## Set problem
Reproduce word for word the lines in the items below, starting at the line containing "Reviewer note: check that each instance of the lattice" and ending at the line containing "[[470, 218]]".

-*-*-

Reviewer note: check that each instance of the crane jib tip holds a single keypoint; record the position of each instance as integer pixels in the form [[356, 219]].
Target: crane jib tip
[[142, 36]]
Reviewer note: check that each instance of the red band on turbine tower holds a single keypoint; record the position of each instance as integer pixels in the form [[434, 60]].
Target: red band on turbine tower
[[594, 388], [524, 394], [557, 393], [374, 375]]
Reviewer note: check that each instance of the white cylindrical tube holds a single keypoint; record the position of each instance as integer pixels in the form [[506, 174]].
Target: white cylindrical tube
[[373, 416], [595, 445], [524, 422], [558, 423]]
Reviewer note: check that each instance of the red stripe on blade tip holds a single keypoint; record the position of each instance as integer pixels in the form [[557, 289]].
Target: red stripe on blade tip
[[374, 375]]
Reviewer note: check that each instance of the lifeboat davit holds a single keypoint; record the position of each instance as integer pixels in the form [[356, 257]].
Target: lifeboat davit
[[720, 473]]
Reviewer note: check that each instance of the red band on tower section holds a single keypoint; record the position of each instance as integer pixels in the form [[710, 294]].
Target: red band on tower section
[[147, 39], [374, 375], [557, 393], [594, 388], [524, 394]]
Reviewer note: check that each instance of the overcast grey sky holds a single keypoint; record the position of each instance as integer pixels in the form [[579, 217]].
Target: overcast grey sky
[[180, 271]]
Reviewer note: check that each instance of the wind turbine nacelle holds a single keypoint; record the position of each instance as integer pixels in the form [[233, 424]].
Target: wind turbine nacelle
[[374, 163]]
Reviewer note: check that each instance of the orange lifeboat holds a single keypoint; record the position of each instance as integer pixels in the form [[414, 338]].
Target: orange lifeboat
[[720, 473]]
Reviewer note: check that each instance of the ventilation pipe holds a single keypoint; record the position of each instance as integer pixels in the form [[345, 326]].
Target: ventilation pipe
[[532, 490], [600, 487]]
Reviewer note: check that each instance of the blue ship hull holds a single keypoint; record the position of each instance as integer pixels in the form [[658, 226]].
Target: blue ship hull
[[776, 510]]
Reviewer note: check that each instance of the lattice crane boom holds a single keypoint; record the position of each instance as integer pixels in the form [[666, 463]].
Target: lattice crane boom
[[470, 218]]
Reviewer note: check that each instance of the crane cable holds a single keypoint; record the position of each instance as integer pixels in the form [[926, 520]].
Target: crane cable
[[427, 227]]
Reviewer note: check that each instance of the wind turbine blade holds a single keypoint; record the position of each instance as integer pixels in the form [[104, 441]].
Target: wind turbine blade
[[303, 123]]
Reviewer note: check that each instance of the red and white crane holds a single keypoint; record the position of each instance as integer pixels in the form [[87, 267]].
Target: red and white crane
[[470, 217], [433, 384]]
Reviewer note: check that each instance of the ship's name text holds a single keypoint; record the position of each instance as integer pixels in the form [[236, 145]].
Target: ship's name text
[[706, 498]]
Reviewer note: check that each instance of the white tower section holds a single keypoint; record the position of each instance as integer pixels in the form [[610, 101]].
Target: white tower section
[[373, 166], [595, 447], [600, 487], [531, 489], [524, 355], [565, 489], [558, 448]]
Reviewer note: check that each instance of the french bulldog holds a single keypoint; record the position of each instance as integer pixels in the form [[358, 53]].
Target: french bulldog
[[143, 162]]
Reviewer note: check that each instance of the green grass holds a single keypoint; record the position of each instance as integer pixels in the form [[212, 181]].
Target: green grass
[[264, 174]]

-*-*-

## Result for this task
Reviewer note: check that each instance of the lattice crane boom holds a single keypoint; record the position of each instance as integer pixels in the form [[666, 463]].
Target: lattice crane boom
[[470, 218]]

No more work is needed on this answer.